> DIRECTIONS FOR THIS TASK
Identify every line of the records that contains the string "fence", matching case exactly, and copy each such line in full.

> Entries from an annotation dataset
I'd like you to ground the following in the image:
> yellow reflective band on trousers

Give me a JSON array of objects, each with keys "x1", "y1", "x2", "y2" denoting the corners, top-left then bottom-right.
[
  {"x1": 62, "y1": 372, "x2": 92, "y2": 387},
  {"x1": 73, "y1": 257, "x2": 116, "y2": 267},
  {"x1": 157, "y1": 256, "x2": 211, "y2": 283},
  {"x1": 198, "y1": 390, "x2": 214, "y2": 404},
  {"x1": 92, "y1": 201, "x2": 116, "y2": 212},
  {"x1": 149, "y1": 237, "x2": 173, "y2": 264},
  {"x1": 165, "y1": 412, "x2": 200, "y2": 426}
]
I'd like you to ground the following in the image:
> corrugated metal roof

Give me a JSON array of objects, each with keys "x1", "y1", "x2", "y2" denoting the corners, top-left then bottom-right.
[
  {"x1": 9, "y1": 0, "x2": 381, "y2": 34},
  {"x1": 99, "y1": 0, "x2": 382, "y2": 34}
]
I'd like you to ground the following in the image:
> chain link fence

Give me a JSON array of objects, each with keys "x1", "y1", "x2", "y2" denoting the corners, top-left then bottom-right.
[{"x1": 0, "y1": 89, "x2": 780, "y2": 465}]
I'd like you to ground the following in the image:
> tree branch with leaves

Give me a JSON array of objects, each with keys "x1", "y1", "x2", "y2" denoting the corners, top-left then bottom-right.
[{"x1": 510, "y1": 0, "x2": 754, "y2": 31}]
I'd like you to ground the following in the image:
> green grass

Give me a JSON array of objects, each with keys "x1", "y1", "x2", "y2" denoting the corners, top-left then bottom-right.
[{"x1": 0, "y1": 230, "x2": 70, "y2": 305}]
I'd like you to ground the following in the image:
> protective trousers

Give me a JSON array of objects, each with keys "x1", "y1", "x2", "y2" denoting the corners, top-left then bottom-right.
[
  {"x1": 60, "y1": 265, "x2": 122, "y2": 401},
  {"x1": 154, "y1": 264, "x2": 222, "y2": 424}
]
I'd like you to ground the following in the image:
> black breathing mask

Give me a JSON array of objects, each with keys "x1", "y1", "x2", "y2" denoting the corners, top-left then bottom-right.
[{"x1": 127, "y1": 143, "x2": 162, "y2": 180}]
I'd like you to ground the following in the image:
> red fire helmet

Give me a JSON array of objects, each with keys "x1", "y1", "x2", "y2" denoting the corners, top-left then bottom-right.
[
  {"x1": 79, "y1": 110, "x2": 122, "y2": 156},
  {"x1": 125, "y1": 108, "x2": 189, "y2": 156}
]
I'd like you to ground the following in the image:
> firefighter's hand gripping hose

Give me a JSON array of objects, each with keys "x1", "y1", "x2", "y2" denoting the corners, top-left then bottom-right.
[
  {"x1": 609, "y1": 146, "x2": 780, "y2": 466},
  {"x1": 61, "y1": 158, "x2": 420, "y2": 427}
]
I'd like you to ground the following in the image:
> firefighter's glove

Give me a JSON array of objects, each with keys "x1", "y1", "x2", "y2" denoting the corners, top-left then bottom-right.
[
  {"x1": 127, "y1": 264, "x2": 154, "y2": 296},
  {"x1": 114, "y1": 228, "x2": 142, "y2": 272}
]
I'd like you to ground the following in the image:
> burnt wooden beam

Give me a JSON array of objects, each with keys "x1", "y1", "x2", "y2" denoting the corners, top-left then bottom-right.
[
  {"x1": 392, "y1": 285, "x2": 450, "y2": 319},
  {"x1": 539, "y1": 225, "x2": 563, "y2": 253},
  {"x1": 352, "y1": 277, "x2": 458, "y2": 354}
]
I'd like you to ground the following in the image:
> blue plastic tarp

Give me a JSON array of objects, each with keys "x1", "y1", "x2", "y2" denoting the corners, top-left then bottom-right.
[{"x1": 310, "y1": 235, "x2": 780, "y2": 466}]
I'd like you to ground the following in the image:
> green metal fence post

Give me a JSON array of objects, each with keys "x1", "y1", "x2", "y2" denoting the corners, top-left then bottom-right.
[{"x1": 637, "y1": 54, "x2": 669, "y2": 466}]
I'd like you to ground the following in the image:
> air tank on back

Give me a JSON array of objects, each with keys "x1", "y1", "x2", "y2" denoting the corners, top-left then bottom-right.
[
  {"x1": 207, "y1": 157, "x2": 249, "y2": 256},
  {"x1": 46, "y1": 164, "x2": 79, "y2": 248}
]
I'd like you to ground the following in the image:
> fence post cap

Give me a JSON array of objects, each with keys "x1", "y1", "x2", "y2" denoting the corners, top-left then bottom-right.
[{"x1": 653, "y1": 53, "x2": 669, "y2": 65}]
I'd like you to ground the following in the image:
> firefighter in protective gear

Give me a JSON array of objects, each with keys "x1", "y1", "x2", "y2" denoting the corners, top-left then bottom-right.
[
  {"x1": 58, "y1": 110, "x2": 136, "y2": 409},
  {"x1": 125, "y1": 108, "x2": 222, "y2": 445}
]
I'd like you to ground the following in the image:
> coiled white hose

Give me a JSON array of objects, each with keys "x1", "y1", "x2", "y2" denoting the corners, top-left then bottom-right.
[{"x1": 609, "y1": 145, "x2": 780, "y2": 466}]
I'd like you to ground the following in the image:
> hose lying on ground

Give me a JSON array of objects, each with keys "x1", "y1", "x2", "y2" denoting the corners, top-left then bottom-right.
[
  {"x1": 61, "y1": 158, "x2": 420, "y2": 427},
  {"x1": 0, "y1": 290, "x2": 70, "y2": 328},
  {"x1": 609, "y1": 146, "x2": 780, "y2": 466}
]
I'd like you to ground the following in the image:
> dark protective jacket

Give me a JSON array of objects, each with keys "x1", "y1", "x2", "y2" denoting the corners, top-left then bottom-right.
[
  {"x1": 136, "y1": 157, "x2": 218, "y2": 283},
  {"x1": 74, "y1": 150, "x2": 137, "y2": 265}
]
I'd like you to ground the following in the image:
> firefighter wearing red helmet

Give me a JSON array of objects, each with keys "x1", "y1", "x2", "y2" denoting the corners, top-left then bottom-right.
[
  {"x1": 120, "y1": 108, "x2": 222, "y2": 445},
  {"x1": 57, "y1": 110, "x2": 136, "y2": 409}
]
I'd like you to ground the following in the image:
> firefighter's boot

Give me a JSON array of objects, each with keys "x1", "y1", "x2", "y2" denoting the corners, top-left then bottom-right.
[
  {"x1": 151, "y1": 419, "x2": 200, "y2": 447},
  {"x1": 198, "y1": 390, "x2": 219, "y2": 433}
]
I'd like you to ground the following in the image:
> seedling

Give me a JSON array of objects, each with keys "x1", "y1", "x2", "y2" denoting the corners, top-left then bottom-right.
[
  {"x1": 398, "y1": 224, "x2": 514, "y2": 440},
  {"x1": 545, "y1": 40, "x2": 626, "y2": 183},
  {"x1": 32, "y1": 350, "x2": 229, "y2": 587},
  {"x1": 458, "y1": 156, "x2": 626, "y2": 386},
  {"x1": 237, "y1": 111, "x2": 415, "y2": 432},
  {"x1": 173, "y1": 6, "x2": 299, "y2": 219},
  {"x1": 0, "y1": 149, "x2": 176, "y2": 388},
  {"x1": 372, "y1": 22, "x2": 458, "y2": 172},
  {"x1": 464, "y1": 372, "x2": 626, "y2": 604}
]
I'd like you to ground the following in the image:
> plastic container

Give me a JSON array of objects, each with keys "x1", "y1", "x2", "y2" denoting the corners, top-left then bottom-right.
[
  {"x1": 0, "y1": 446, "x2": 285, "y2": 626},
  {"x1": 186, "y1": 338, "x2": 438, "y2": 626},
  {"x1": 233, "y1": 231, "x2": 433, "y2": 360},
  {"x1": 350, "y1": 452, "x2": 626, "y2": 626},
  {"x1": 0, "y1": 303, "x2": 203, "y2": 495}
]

> EXERCISE RESPONSE
> chain link fence
> green metal fence post
> fence post cap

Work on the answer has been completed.